• _Brief_
Switch "Reported" to "Returned" throughout the stretch of the listing from the line containing "like point(370, 429)." through the line containing "point(200, 124)". Reproduce only those lines, with everything else left unchanged.

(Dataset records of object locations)
----

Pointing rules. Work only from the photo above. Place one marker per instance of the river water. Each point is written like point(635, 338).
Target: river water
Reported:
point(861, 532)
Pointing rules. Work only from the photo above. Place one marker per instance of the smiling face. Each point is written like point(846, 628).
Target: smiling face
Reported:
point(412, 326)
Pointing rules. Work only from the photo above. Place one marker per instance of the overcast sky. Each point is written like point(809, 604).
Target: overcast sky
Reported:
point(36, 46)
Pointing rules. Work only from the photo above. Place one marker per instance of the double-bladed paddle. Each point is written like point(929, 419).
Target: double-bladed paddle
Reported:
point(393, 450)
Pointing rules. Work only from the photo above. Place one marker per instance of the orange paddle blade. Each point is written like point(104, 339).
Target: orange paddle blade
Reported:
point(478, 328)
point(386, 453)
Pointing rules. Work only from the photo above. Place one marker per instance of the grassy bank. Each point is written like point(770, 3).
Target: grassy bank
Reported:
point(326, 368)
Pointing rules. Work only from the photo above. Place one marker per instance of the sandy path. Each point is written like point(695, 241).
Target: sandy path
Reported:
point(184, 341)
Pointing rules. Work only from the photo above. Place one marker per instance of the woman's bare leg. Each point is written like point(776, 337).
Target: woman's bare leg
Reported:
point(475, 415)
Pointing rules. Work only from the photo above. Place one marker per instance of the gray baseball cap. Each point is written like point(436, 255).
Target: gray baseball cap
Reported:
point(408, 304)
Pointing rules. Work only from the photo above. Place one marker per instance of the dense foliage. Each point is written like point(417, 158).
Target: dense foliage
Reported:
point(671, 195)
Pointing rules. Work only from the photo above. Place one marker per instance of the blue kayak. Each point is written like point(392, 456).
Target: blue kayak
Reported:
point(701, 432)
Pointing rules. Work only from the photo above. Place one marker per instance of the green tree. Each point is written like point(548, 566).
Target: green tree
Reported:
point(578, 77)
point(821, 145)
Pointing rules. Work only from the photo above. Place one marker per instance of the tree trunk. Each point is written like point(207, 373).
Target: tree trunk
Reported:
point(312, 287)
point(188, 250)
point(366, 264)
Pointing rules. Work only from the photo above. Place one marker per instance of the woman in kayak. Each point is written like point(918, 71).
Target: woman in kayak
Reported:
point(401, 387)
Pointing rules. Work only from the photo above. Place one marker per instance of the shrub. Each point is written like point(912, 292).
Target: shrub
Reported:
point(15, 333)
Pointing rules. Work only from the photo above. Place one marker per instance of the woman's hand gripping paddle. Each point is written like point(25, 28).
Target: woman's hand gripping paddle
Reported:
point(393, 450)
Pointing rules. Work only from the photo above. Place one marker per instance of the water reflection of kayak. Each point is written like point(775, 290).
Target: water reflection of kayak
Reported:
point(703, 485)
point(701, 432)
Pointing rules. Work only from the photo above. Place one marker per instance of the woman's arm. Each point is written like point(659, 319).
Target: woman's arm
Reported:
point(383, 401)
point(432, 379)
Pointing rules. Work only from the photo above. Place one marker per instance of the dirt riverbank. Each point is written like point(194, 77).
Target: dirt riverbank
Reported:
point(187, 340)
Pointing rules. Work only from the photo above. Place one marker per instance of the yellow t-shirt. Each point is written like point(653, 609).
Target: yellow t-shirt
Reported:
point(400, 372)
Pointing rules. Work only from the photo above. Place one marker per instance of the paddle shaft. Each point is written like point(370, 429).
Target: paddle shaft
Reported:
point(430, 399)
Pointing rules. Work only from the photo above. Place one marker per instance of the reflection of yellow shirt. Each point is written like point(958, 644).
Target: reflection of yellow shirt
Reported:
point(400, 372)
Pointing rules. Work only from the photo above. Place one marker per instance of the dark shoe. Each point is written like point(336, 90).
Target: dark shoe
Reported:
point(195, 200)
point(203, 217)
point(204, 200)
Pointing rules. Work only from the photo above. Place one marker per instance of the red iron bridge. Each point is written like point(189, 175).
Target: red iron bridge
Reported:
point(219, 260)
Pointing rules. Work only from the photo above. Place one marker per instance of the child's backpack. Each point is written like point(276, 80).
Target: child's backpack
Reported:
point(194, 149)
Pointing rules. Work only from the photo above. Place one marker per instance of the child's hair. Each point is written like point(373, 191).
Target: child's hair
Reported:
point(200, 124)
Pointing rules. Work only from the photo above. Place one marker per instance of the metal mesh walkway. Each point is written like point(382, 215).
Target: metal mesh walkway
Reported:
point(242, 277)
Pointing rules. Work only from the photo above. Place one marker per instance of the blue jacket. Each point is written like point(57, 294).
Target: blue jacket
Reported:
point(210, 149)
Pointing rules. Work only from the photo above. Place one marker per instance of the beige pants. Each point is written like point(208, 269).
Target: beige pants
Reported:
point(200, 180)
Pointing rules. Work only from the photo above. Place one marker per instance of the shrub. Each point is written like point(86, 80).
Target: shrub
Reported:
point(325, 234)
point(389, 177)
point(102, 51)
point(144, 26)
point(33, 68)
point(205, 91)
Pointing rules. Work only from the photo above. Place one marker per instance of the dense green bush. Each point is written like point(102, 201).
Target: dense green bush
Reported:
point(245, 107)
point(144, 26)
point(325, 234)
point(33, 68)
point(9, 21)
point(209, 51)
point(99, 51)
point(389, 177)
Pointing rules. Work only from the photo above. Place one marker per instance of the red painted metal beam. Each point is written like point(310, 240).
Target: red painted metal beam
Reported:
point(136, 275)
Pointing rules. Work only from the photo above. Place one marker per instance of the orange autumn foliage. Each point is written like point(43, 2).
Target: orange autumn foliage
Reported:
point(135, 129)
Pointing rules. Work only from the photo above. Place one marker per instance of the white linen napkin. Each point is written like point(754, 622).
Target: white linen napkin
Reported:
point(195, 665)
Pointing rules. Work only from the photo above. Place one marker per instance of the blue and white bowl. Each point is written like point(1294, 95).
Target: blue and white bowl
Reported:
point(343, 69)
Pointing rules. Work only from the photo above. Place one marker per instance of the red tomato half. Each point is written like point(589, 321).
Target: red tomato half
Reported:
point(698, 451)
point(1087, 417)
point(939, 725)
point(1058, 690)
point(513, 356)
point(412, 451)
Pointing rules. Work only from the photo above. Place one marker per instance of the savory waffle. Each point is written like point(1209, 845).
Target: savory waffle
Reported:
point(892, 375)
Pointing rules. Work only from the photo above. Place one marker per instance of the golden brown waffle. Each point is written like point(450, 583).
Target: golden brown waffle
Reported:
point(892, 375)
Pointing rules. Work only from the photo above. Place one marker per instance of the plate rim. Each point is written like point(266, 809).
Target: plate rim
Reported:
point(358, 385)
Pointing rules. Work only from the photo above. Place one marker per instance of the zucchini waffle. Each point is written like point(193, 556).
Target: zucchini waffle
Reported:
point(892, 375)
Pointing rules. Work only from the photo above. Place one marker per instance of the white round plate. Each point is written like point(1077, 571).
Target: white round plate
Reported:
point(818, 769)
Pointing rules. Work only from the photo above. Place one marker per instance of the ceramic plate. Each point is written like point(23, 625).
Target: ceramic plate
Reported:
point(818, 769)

----

• _Task output_
Pointing rules. Work only from the photo above. Place one marker per instance of the paddle shaft. Each point is written like point(370, 429).
Target: paddle shaft
Returned:
point(430, 399)
Pointing rules. Work only from the photo above. Place one marker per instance of the reflection of yellow shirt. Each point is written like point(958, 644).
Target: reflection of yellow shirt
Returned:
point(400, 372)
Pointing rules. Work only from the photo above. Place one marker per instance of the dark shoe. Each point is written like point(336, 90).
Target: dark shoe
Returned:
point(195, 200)
point(203, 217)
point(204, 200)
Pointing rules. Work only from the photo above. Place one marker per instance of the red iron bridge. Each point is written like point(189, 175).
Target: red iron bridge
Returned:
point(219, 260)
Pointing rules. Work only from the photo above. Place one marker per instance of the child's backpack. Each point is written like point(276, 80).
Target: child's backpack
Returned:
point(194, 149)
Pointing rules. Work only from the photo above. Place one marker per instance of the child's hair. Each point is written like point(373, 191).
Target: child's hair
Returned:
point(200, 124)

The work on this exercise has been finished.